CAN-ADF: The controller area network attack detection framework

Shahroz Tariq, Sangyup Lee, Huy Kang Kim, Simon S. Woo

Research output: Contribution to journalArticlepeer-review

2 Citations (Scopus)

Abstract

In recent years, there has been significant interest in developing autonomous vehicles such as self-driving cars. In-vehicle communications, due to simplicity and reliability, a Controller Area Network (CAN) bus is widely used as the de facto standard to provide serial communications between Electronic Control Units (ECUs). However, prior research reveals that several network-level attacks can be performed due to the lack of defense mechanisms in the CAN bus. In this work, we propose CAN Bus Message Attack Detection Framework (CAN-ADF) - a comprehensive anomaly generation, detection, and evaluation system for a CAN bus. In CAN-ADF, not only various anomalies and attack characteristics can be configured but also different detection methods, and visualization frameworks are provided to effectively detect those attacks and anomalies. For the detector, we employ both a rule-based approach crafted from dynamic network traffic characteristics and Recurrent Neural Networks (RNN). For evaluation, we use 7,875,791 in-vehicle CAN packets collected from real cars, KIA Soul and Hyundai Sonata. Our detection algorithm achieves accurate intrusion detection performance, with an average accuracy of 99.45% on CAN datasets, outperforming prior approach. Furthermore, we developed a visualization tool to validate the detection of anomalies by CAN-ADF and to find new patterns in the dataset.

**DATA PROVIDED:**
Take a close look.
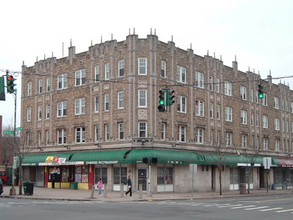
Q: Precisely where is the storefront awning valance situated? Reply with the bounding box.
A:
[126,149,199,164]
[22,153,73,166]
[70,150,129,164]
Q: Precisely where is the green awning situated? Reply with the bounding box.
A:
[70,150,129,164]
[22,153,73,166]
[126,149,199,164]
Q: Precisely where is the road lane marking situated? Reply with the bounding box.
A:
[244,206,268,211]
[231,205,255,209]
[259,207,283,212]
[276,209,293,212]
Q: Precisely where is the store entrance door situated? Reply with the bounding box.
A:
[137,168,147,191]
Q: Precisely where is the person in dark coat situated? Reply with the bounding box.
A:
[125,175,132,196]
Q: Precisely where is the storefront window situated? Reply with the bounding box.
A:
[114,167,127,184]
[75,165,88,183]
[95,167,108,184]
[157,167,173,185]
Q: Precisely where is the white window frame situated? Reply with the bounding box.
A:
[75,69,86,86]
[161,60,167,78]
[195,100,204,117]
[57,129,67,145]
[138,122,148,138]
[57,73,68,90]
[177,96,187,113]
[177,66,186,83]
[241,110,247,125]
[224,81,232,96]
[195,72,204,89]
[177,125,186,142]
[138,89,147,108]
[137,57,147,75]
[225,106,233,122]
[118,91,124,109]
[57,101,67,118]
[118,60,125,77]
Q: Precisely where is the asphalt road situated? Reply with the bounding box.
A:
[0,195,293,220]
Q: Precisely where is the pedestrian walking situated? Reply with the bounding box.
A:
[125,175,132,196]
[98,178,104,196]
--
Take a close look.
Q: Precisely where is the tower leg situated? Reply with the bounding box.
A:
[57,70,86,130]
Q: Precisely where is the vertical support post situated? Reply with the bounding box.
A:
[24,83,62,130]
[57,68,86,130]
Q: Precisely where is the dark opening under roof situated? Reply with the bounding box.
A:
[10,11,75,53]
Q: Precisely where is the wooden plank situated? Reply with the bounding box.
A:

**PROBLEM 1:**
Based on the CAN-ADF abstract, say whether each statement agrees with it, answering yes or no and quoting the deciding words. (a) The detector relies solely on a rule-based approach. (b) The evaluation used CAN packets collected from a KIA Soul and a Hyundai Sonata. (c) The detection algorithm reaches an average accuracy of 99.45% on CAN datasets.
**PROBLEM 2:**
Update the stretch of entries from the line containing "Q: Precisely where is the green" through the line containing "[0,195,293,220]" by replacing "situated" with "located", and return only those lines with nothing else altered.

**EXERCISE OUTPUT 1:**
(a) No: "we employ both a rule-based approach crafted from dynamic network traffic characteristics and Recurrent Neural Networks (RNN)"
(b) Yes: "in-vehicle CAN packets collected from real cars, KIA Soul and Hyundai Sonata"
(c) Yes: "with an average accuracy of 99.45% on CAN datasets"

**EXERCISE OUTPUT 2:**
Q: Precisely where is the green awning located? Reply with the bounding box.
A:
[70,150,129,164]
[22,153,73,166]
[126,149,199,164]
Q: Precisely where is the road lane marking located? Reply with the bounding box.
A:
[244,206,268,211]
[231,205,255,209]
[259,207,283,212]
[276,209,293,212]
Q: Precisely where is the store entrance door located? Reply with the bounding box.
A:
[137,168,147,191]
Q: Precisely where is the person in dark coat located? Reply with the bounding box.
A:
[125,175,132,196]
Q: Precisely where is the storefront window located? Reply with the bounding box.
A:
[114,167,127,184]
[75,165,88,183]
[95,167,108,184]
[157,167,173,185]
Q: Precisely where is the white window frame located? Reply with the bounding box.
A:
[75,69,86,86]
[161,60,167,78]
[195,100,204,117]
[57,129,67,145]
[138,122,148,138]
[57,73,68,90]
[177,96,187,113]
[177,66,186,83]
[241,110,247,125]
[224,81,232,96]
[195,72,204,89]
[177,125,186,142]
[138,89,147,108]
[137,57,147,75]
[225,106,233,122]
[118,91,124,109]
[57,101,67,118]
[118,60,125,77]
Q: Precisely where is the asphalt road located? Reply with the bounding box.
A:
[0,195,293,220]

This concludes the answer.